What the task asks:
Write what comes next in the discussion of art, interactivity and the internet, picking up after oog's question about Duchamp and the audience's act of viewing.

--- Start Excerpt provided ---

I mean imagine if Shakespeare
could have had an internet site...
zero: everyone is becoming rather tired of starry-eyed technophile
babble...
(Bonset mutters something about a
new renaissance)
zero: ...but I definitely think a higher quality art... a more resolved
art is possible because of the digital medium and the internet... it allows
artists and writers and musicians to work more dynamically and contrary
to popular belief to retain more control of their work in that they are
able to change it at any time...
Dabek: I find it interesting that both you zero and oog have chosen
to illustrate your positions by evoking the practices of past artists- Duchamp
& Rauschenberg: both of who unarguably, were concerned with notions
of interaction. But whereas you both seem to be arguing for a new "approach"
to the artwork inextricably woven to technological advancement, both Duchamp
& Rauschenberg's practices were far less specific in their agendas.
The perceptual/conceptual shifts their work engendered, while being obviously
applicable to new media works, resonate just as strongly when applied to
easel painting. It seems that for them interaction was more a question of
engagement rather than simply activity. I cannot help but here a ring of
truth in I.K Bonset's assertion that inaction is also a form of interactivity.
Bonset: (laughing) in Dutch
the word for 'easel' and 'donkey' are the same...
oog: I was just making the point that poor old Rauschenberg...
zero: I would say Duchamp's work after 1913 was in the first place
an undermining or a denial... of easel painting...
Dabek: For sure, but I think artists like Buren, Richter and even
Klein have all borrowed to some degree from Duchamp and in doing so, have
in certain ways expanded painting. By that I mean that they have encouraged
the viewer to reconsider the artwork and how they interact with it.
oog: I am getting out of my depth here but didn't Duchamp make the
point that the audience's act of viewing is every bit as creative as the
artist's act of making ?

--- End Excerpt provided ---
--- Start Information provided ---

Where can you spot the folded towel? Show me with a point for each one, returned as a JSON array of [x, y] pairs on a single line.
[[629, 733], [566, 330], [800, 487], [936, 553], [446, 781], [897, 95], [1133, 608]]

--- End Information provided ---

In response:
zero: correct... but you should have seen the face of the attendant
in the Pompidou when I walked up to
Bicycle and spun the wheel around really hard... I had never seen it like
that but it just seems to be crying out for it... but the interactivity
is as it were hidden... and in relation to this I was far happier with the
installation of Angelus Novus with a touch screen rather than with this
pregnant looking mouse on a fucking mouse pad... but then people were saying
shouldn't you put up a sign saying 'please touch the screen' which was missing
the point entirely... and people went through who told me they loved the
work but never thought of touching the screen...
oog: I have the same problem with hypertext... I hate the ugliness
of the underlined word in a different colour... you are almost forcing the
reader to click on the word... I'd rather it was process of discovery say
that if you roll over a word with the mouse the icon changes.
zero: Lyn
Hershman did something crudely attempting that a couple of years back
with "A Room Of One's Own" where you have to move your head to
see the girl taking off her clothes and then she stops and says "...what
are you looking at...?" I had a version of Angelus Novus which keeps
track of how fast you are clicking and how many times and if it reaches
a certain level it stops and says "What is wrong with you...."
so yeah I agree with Bonset...
oog: which version was that Dan?
zero: I am not saying... you try it!
Bonset: I click because I CAN....!
zero: I feel like the point Benjamin made is that the artist or the
culture is looking for ways to do new things and then the technology to
make it possible almost arises out of some sort of morphogenetic resonance
- like say the way the printing press was invented in about 3 different
places in Europe completely independently and the same with photography....
so I think I should've said that the possibilities afford the technology
rather than the other way around...
Bonset: does the giraffe eat the leaves on the tallest branches because
it has such a long neck or does it have a long neck so that it can...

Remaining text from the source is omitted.